--- Consigne détaillée ---
D'après l'extrait sur la cigarette électronique, quelle part des personnes étudiées aux Pays-Bas a cessé de vapoter ? Répondez en une phrase, s'il vous plaît.

--- Extrait fourni ---
★ ★ ★

Les résultats des Pays-Bas, neuf mois après l’introduction, au 1er janvier 2024, de l’interdiction des arômes autres que celui du tabac, sont plus encourageants. Ils font état d’une réduction du vapotage pour 39,5% des personnes étudiées et d’une cessation pour 22,4%. Mais oui, là aussi, il y a une recrudescence, légère mais réelle, et à surveiller, du tabagisme. Je suis toujours au stade de la réflexion. Jusqu’ici, nous n’avons pas agi sur les arômes car le Conseil supérieur de la Santé estimait qu’il fallait être très prudent avec les arômes dans le cadre du sevrage tabagique. Mais il faut aujourd’hui les rendre moins attractifs pour les jeunes. En tant que ministre, je suis partisan d’un cadre clair et simple. Comme celui des Pays-Bas ou du Danemark. Mais sont-ils efficaces ? Si on continue à autoriser d’autres arômes, comment les définir ou les choisir ?

Vous parlez d’attractivité de l’e-cigarette pour les jeunes et du danger de l’addiction à la nicotine. Vous communiquez abondamment sur le sujet. À raison puisque tout le monde scientifique s’accorde pour dire que les jeunes et les adultes qui n’ont jamais fumé ne doivent pas commencer à vapoter. Mais on vous entend beaucoup moins sur le rôle de l’e-cigarette dans le sevrage tabagique. Pour de très nombreux experts, dont des professeurs belges, c’est actuellement le moyen le plus efficace.

Je vous entend. Je ne nie pas le rôle de l’e-cigarette classique dans le sevrage tabagique. Il n’est pas question de s’en passer en Belgique et je le dis avec force. Preuve en est que j’ai été jusqu’ici très prudent avec les arômes dont on parlait plus avant.

“Je ne nie pas le rôle de l’e-cigarette classique dans le sevrage tabagique. Il n’est pas question de s’en passer en Belgique et je le dis avec force.”

Selon les chiffres officiels, trois millions de Britanniques ont arrêté de fumer de cette manière ces cinq dernières années. Or, certains acteurs belges prétendent qu’en punissant des produits à risque réduit comme l’e-cigarette, l’approche du gouvernement pourrait entraîner un préjudice en matière de santé publique.

C’est bel et bien un instrument, mais il en existe d’autres. Comme les NRT, les traitements de réduction nicotinique. Je voudrais les rendre plus accessibles en termes financiers. Mais ce sont des médicaments et, pour faciliter le remboursement, il faut passer par des processus compliqués. La Commission de remboursement du médicament a rendu un avis négatif sur certains de ces produits vu le ratio prix/bénéfices. Il faut sans doute changer de perspective et ne plus voir ces NRT comme des médicaments classiques et chercher un moyen de les rembourser partiellement ou d’axer le remboursement sur des groupes-cibles. Nous réfléchissons à cela. En synergie avec les entités fédérées, j’aimerais renforcer le rôle des tabacologues. C’est un instrument sous-utilisé dans le sevrage tabagique.

★ ★ ★

[Données collectées]
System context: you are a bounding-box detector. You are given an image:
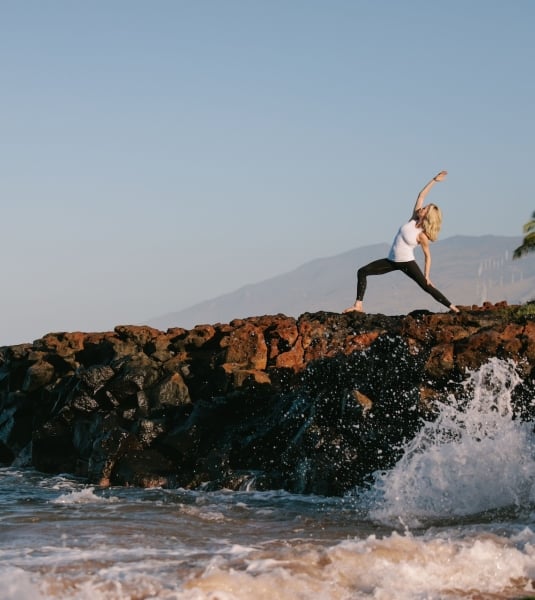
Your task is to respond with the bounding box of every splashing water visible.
[366,358,535,522]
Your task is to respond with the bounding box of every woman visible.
[344,171,459,313]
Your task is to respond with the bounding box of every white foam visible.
[51,486,117,504]
[366,359,535,525]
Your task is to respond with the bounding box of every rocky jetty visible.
[0,303,535,495]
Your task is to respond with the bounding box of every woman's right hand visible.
[433,171,448,181]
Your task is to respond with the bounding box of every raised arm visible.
[412,171,448,219]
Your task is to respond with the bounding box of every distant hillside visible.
[148,235,535,329]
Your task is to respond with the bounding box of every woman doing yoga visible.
[344,171,459,313]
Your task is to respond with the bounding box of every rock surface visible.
[0,303,535,494]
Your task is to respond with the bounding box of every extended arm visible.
[412,171,448,219]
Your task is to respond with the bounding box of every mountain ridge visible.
[147,234,535,329]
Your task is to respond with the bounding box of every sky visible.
[0,0,535,345]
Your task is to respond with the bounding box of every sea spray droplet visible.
[365,359,535,522]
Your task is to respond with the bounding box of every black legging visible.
[357,258,451,308]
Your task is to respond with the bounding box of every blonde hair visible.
[422,204,442,242]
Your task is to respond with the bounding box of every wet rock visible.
[0,303,535,494]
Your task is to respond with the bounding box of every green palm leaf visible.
[513,212,535,258]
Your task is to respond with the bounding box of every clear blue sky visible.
[0,0,535,344]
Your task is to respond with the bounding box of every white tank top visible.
[388,219,423,262]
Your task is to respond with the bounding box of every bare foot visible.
[342,301,363,313]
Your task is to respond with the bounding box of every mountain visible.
[148,235,535,329]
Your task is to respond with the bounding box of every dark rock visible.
[0,303,535,494]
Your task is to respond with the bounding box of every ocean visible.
[0,359,535,600]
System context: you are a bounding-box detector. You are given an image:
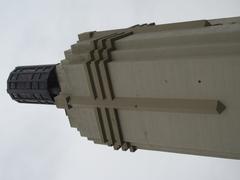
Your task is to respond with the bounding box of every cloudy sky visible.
[0,0,240,180]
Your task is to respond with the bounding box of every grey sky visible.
[0,0,240,180]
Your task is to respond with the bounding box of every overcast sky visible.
[0,0,240,180]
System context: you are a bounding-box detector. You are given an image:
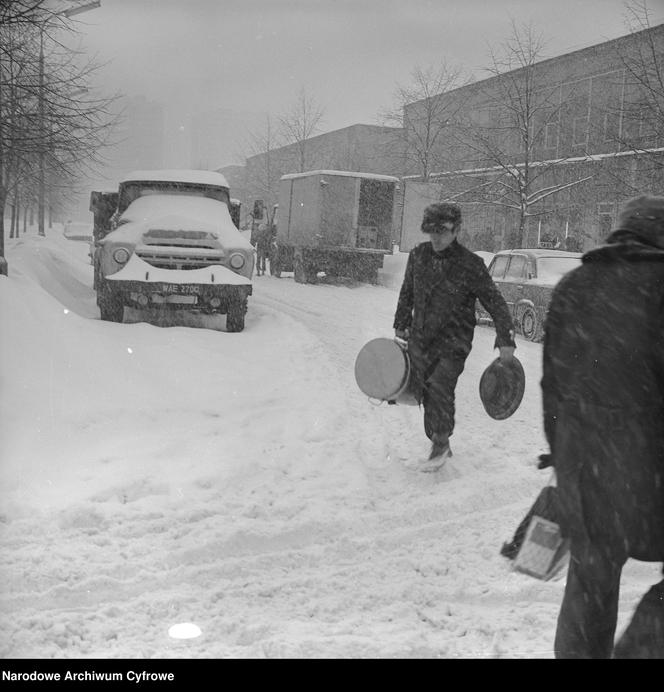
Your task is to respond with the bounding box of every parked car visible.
[476,248,582,341]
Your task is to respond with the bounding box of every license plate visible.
[160,284,201,295]
[152,293,198,305]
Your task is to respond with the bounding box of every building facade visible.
[404,25,664,252]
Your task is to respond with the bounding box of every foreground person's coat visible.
[394,240,515,399]
[542,217,664,658]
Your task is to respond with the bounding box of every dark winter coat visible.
[394,240,515,394]
[542,231,664,561]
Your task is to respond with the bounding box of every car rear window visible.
[489,255,509,279]
[505,255,526,279]
[537,257,581,282]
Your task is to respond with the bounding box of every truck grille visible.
[136,245,225,269]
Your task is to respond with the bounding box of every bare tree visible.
[379,62,468,181]
[245,114,282,224]
[0,0,117,264]
[279,87,324,173]
[460,21,590,246]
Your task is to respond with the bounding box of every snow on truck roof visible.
[120,169,228,188]
[281,171,399,183]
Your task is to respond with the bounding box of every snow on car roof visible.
[496,247,583,257]
[281,170,399,183]
[120,169,228,187]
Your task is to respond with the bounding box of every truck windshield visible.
[118,180,230,213]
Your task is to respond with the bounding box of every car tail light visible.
[229,252,246,269]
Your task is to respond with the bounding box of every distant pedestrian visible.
[394,203,516,470]
[542,197,664,658]
[256,223,271,276]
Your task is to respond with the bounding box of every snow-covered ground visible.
[0,229,659,658]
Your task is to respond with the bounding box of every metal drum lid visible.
[355,338,408,401]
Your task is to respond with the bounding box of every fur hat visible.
[424,202,461,225]
[608,195,664,248]
[480,356,526,420]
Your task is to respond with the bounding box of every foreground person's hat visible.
[480,356,526,420]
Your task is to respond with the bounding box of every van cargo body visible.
[278,170,399,282]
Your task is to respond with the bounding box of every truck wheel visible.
[226,299,247,332]
[519,307,541,341]
[99,295,124,322]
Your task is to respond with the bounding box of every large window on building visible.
[572,115,588,146]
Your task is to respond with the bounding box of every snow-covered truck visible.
[275,170,399,283]
[90,170,254,332]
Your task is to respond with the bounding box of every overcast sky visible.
[65,0,664,171]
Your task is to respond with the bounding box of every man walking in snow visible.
[394,203,516,470]
[542,197,664,658]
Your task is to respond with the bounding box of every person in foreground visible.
[541,196,664,658]
[393,203,516,470]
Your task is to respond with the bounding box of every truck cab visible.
[90,170,254,332]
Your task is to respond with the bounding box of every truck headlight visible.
[113,247,130,264]
[229,252,246,269]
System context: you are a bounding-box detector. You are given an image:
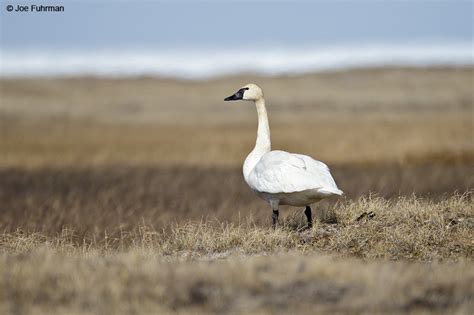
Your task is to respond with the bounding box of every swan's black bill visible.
[224,88,249,101]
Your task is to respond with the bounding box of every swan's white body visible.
[243,97,342,209]
[226,84,342,226]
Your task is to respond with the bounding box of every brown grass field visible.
[0,68,474,314]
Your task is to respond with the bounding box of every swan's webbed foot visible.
[272,210,280,229]
[304,206,313,229]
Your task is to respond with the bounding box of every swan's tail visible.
[319,188,344,196]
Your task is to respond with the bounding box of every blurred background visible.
[0,0,474,233]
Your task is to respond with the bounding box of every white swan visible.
[224,84,342,228]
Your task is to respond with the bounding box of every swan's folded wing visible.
[249,151,342,195]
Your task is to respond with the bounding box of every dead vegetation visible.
[0,68,474,314]
[0,194,474,314]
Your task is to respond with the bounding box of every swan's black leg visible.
[272,210,280,229]
[304,206,313,229]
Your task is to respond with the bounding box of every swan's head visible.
[224,83,263,101]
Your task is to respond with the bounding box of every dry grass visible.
[0,163,474,237]
[0,195,474,314]
[0,68,474,314]
[0,252,474,314]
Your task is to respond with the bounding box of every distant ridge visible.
[0,42,474,79]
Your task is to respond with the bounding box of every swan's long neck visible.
[243,97,272,180]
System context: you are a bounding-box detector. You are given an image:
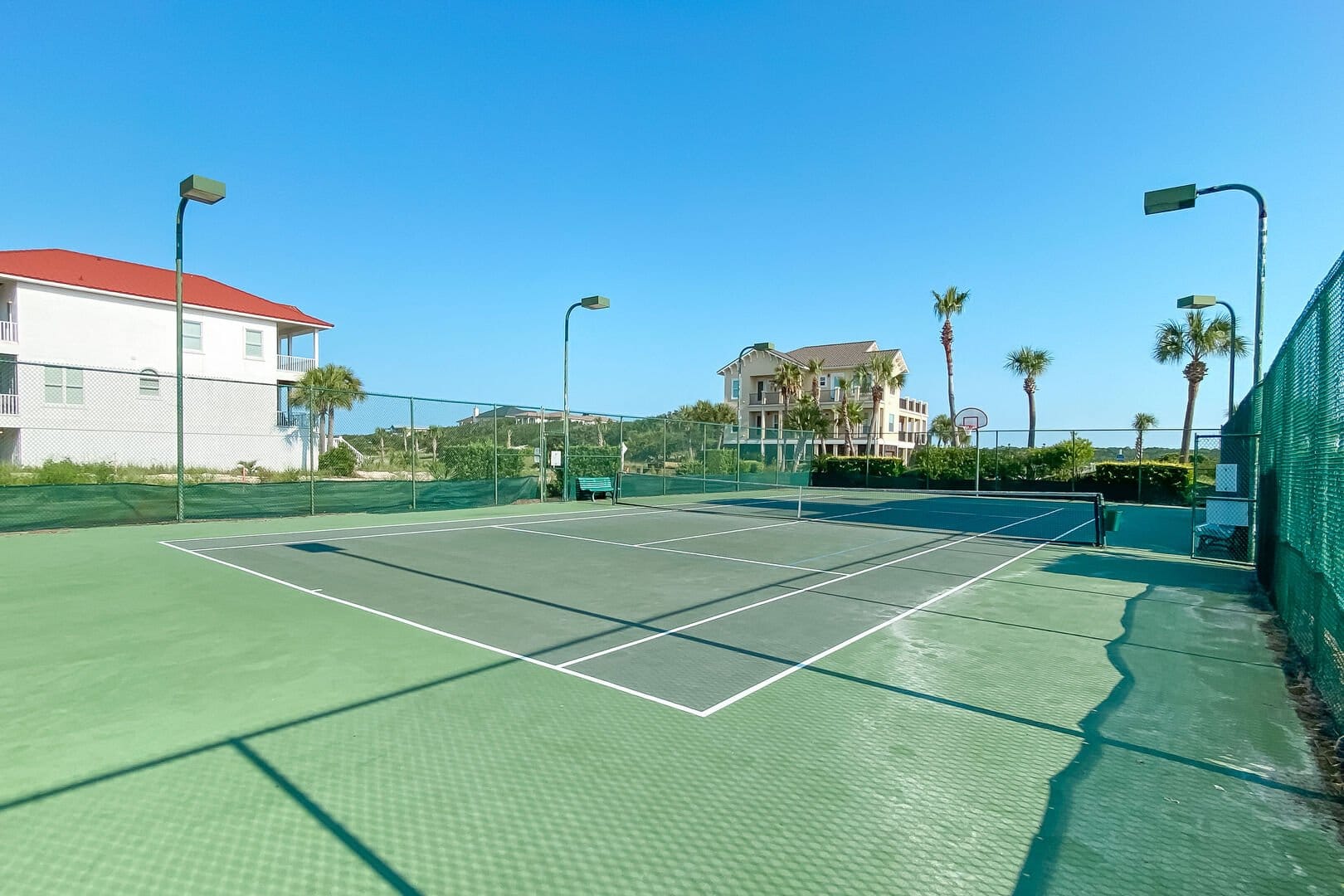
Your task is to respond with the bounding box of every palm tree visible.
[928,414,961,445]
[773,362,802,469]
[1004,345,1055,449]
[802,358,826,404]
[932,286,971,421]
[1153,312,1246,464]
[855,354,908,454]
[783,395,826,470]
[290,364,366,454]
[836,393,864,457]
[1130,412,1157,460]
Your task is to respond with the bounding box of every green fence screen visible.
[1225,248,1344,718]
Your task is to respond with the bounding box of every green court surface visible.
[0,502,1344,896]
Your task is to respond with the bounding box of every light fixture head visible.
[178,174,225,206]
[1144,184,1199,215]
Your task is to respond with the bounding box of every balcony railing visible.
[275,411,308,429]
[275,354,317,373]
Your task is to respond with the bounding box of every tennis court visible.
[0,491,1344,894]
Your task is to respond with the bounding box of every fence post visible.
[406,397,419,510]
[304,411,317,516]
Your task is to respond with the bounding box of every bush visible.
[317,445,355,477]
[811,454,906,488]
[1078,460,1195,505]
[32,458,117,485]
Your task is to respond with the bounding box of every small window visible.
[182,321,202,352]
[43,367,83,404]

★ ★ ★

--- Résultat ---
Aux Pays-Bas, 22,4 % des personnes étudiées ont cessé de vapoter.